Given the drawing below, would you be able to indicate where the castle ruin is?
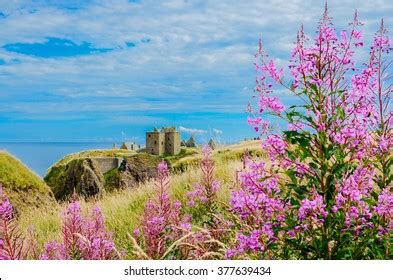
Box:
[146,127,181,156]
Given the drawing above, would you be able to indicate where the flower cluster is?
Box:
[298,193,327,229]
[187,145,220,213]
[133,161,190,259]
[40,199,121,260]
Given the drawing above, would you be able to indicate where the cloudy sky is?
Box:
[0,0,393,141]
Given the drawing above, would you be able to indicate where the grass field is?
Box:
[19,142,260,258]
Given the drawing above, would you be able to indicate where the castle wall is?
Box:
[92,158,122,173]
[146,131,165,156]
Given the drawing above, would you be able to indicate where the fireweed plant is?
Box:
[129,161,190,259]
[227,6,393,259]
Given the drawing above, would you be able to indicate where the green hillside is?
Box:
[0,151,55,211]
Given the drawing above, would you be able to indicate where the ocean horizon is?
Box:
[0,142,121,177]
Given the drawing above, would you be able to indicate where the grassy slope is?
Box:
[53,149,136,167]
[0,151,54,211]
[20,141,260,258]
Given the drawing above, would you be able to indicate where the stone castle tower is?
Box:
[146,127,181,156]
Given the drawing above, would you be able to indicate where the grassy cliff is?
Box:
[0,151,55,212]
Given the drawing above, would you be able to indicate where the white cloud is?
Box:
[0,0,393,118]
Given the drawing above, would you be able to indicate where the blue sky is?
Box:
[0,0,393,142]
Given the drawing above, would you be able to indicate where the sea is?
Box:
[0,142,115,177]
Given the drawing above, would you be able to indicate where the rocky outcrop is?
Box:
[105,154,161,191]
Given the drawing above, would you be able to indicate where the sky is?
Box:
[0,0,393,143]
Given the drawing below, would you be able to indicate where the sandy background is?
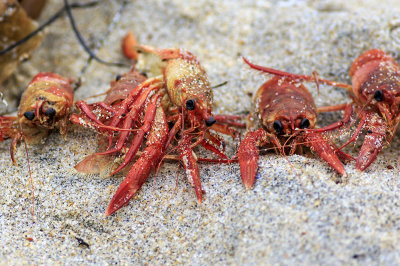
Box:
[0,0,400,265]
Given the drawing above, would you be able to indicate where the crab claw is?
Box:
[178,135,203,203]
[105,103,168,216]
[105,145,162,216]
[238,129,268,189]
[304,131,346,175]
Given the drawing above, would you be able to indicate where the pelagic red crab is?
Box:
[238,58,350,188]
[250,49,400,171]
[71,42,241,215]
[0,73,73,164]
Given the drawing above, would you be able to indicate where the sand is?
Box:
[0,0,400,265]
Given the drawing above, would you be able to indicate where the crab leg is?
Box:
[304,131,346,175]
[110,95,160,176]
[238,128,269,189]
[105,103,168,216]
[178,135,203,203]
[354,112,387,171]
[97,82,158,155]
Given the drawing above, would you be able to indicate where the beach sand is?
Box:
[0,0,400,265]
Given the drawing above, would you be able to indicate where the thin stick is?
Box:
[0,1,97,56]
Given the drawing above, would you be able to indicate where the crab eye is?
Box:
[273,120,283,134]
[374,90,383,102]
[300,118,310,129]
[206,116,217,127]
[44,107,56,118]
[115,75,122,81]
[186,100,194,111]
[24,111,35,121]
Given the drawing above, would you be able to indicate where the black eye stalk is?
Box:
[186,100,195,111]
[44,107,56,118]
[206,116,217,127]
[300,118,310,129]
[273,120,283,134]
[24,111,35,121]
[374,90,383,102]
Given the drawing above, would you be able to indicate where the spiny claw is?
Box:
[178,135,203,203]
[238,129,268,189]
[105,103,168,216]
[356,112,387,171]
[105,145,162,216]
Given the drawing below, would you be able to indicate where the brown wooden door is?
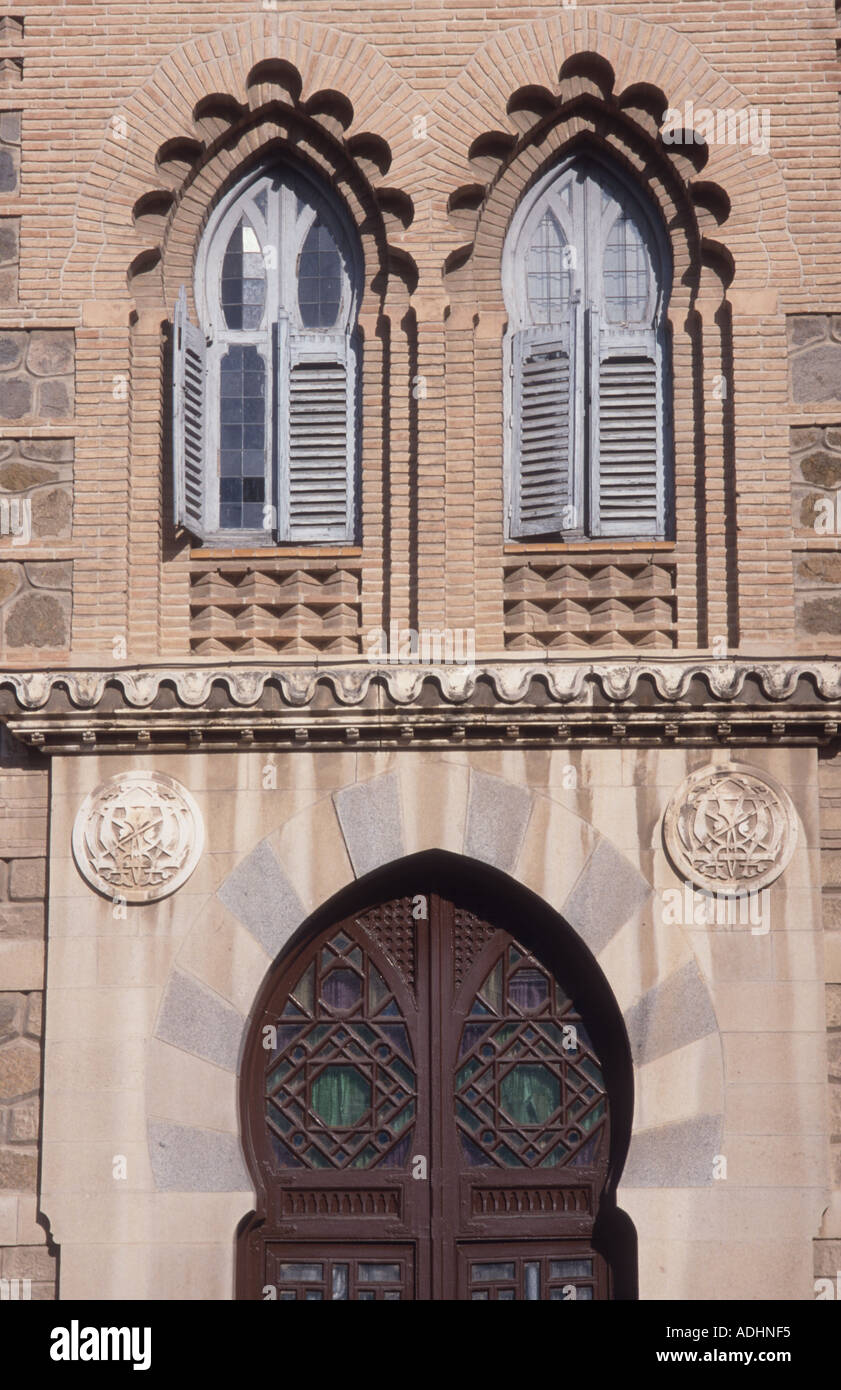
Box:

━━━━━━━━━━━━━━━━

# Brief
Copy out the items above word for word, from the line containing "spiny claw is?" through the last line of the items, including both ends. Leave out the pictures.

# Written response
Given the drawing above, would you be able to indicate where the spiny claw is?
Box:
[178,135,203,203]
[238,129,268,189]
[105,103,168,216]
[356,112,387,171]
[105,145,162,216]
Given the drawing below, would you be able to indicate where the brown wooden door is?
Box:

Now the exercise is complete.